OBJECTIVE> Print every line of the material below word for word, changing nothing.

== RECORDS FOR THIS EXERCISE ==

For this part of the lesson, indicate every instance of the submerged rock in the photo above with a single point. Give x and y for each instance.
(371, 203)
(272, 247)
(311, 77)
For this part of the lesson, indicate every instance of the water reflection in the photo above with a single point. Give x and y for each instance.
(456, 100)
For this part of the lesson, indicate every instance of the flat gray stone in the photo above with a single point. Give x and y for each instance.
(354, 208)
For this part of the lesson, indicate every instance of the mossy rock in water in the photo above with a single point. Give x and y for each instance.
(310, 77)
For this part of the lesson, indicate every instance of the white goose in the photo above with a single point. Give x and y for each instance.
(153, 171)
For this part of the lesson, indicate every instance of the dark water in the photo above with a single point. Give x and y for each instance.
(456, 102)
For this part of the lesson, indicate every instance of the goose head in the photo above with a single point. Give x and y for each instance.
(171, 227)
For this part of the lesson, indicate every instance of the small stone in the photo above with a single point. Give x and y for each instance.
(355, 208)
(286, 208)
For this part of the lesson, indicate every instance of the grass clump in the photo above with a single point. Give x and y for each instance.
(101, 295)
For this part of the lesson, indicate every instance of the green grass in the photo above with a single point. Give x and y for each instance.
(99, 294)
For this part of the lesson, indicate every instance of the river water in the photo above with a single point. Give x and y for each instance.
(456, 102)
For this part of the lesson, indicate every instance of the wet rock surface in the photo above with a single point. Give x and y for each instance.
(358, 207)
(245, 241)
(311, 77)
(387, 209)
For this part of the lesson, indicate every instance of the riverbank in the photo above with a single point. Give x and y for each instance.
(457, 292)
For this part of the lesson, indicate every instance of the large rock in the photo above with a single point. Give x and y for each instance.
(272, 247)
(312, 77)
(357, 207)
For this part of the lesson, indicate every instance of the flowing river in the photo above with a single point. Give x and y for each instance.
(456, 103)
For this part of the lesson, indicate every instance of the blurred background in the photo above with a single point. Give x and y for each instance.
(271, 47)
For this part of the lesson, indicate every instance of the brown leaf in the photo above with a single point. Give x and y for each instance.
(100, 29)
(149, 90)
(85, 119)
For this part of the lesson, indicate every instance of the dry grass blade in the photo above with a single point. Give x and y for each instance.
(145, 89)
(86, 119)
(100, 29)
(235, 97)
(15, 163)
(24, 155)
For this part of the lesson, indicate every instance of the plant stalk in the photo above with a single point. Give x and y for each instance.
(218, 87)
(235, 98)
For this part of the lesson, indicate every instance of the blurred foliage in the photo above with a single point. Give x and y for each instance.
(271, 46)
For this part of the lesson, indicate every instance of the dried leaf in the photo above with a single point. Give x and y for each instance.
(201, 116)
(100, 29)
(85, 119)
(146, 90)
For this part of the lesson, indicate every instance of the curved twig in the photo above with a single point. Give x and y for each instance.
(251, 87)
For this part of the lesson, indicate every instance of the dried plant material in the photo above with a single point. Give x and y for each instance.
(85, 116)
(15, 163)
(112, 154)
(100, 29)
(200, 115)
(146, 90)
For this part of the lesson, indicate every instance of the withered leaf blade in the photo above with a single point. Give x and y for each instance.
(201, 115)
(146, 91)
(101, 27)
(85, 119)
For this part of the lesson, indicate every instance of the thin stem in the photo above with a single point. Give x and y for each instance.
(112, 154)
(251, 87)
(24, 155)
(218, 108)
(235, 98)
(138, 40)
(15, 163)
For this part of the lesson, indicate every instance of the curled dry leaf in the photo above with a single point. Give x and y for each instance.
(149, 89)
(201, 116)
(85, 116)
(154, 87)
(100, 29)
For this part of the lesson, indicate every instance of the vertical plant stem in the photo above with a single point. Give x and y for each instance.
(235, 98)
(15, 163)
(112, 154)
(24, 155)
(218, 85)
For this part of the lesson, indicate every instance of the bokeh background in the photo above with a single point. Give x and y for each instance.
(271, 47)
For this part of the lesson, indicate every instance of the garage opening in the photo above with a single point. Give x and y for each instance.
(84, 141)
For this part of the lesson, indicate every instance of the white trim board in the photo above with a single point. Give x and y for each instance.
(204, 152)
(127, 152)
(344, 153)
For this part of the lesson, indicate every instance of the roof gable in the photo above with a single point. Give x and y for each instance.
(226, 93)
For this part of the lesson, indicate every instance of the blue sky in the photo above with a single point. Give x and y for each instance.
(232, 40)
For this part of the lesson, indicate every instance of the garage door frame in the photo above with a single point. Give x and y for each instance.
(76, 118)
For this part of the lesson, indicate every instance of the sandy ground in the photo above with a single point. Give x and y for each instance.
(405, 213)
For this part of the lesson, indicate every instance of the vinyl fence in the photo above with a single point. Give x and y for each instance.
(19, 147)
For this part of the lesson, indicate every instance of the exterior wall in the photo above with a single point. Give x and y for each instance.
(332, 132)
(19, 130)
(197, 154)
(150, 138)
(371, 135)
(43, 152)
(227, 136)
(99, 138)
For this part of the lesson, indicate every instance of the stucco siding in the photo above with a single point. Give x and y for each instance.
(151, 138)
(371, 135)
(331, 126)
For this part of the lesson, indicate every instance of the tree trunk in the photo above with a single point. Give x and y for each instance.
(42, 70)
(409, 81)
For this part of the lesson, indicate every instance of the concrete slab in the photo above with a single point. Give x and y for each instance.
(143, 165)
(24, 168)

===

FINISHED EXERCISE>
For this part of the lesson, indicate every instance of the submerged rock in the photo above with a single point. Give x and y for each instance.
(371, 203)
(272, 247)
(311, 77)
For this part of the lesson, indicate every instance of the water reflection in the photo above with a single point. Give x and y for each instance.
(456, 100)
For this part of the lesson, indicate every instance of the flat gray stone in the photo above with a single point. Give x and y for each instance.
(354, 208)
For this part of the lesson, indicate every instance of the mossy rock in water in the photo above with a single point. Give x and y for each instance.
(310, 77)
For this part of the lesson, indicate every instance of the white goose in the photo above with a single point. Give x and y for each instance.
(153, 171)
For this part of the lesson, indicate every instance of the dark water in the photo above with a single point. Give x and y for each instance.
(456, 102)
For this part of the lesson, indicate every instance of the goose head in the photo above with a single point. Give x and y for each instance.
(171, 227)
For this part of the lesson, indicate every instance of the small stone in the photo above with a single point. Give x and y for each instance.
(355, 208)
(286, 208)
For this part of the lesson, indicate every instance of the grass clump in the photo above with a single point. Give x and y for each instance.
(101, 295)
For this part of the lesson, indicate every instance of the green grass in the photo above with a single point. Give x and y for each instance.
(99, 294)
For this part of the lesson, indicate every instance of the river water in the photo above with a single point. Give x and y for each instance.
(456, 102)
For this part of the lesson, indicate every instance of the wet rock surface in the photo above with a single point. Give x and y for each instance.
(358, 207)
(245, 241)
(311, 77)
(387, 209)
For this part of the lesson, indicate every instance of the riverbank in the photo above with a single point. Give x and y for each instance.
(457, 292)
For this part of the lesson, indicate every instance of the large rock in the photo above with a single point. Give x and y for each instance.
(272, 247)
(312, 77)
(357, 207)
For this part of the lesson, indicate every instance of the flowing river in the photo above with a single point. Give x and y for each instance.
(456, 103)
For this part of the lesson, indicate every instance of the blurred background in the photo above with a single point. Give x and y for each instance.
(271, 47)
For this part of the lesson, indicate every instance of the brown leaf in the photo above with a single point. Give x and y for each instance.
(100, 29)
(149, 90)
(85, 119)
For this part of the lesson, indicate every instance of the dry grass blade in the photo above with a single point. Give x and y for each instance.
(145, 89)
(86, 119)
(100, 29)
(235, 97)
(15, 163)
(24, 155)
For this part of the lesson, indicate every instance of the plant stalk in the photo above with a single point. Give x and y for each instance.
(218, 87)
(235, 98)
For this part of the lesson, indicate every instance of the blurred foliage in the photo above with a single point. Give x and y for each instance.
(271, 46)
For this part of the lesson, indicate every instance of the dried leaf in the photo above with a single point. Give x and y for each instance.
(201, 116)
(100, 29)
(85, 119)
(146, 90)
For this part of the lesson, indicate every instance of the curved twig in the photo above with a single point. Give x and y for each instance.
(251, 87)
For this part of the lesson, indicate every instance of the dried plant material in the photo above with a single point. Give x and y for each instance.
(85, 116)
(15, 163)
(112, 154)
(100, 29)
(200, 115)
(146, 90)
For this part of the lesson, indicate every instance of the withered leaf blade in the photo above with a single point. Give x and y for each instance.
(201, 115)
(146, 91)
(101, 27)
(85, 119)
For this part of the lesson, indicate every instance of the thin stem in the photo above with a single point. Give x and y for each instance.
(112, 154)
(251, 87)
(24, 155)
(218, 108)
(235, 98)
(138, 40)
(15, 163)
For this part of the lesson, indicate every instance of the curled dry leaf in the photo above with a single point. Give x and y for each instance.
(149, 89)
(201, 116)
(85, 116)
(154, 87)
(100, 29)
For this part of the lesson, indicate every instance of the vertical plant stem in the photo above with a single point. Give x and y for each instance.
(235, 98)
(15, 163)
(112, 154)
(24, 155)
(218, 85)
For this part of the lesson, indicate every instance of the bokeh background in the photo above with a single point. Give x and y for each instance.
(271, 47)
For this part of the lesson, indicate every instance of the garage opening in the photo above with a single point. Give x and y for each instance.
(84, 141)
For this part of the lesson, indicate every instance of the white trim board in the photo above with a single point. Give x and y for each instance.
(204, 152)
(127, 152)
(344, 153)
For this part of the lesson, indicate every instance of the roof gable in the photo above with a single point. Give x and y for each instance.
(226, 93)
For this part of the lesson, indicate every instance of the blue sky in the photo above with a single point. Give x and y for each instance.
(232, 40)
For this part of the lesson, indicate every instance of the garage door frame in the photo above with a single point. Give x and y for each instance.
(76, 118)
For this part of the lesson, indicate every instance of the sandy ground in the photo above with a single point. Give x and y for each instance.
(405, 213)
For this part of the lesson, indicate every instance of the vinyl fence in the photo above with a single point. Give x and y for each instance.
(19, 147)
For this part of the lesson, indicate every instance of the exterior wall in the photo above with a single point. Give x and y for each instance.
(332, 132)
(19, 130)
(197, 154)
(150, 138)
(371, 135)
(43, 152)
(227, 136)
(99, 138)
For this part of the lesson, indicate every instance of the stucco siding in the photo above with a single point. Give x and y for each instance.
(151, 138)
(371, 135)
(331, 126)
For this part of the lesson, indicate every instance of the tree trunk in the photo above with a single point. Give x and y for each instance.
(42, 70)
(409, 81)
For this part of the lesson, indicate every instance of the concrete slab in the photo above with a single point. Give x and y for each instance.
(143, 165)
(24, 168)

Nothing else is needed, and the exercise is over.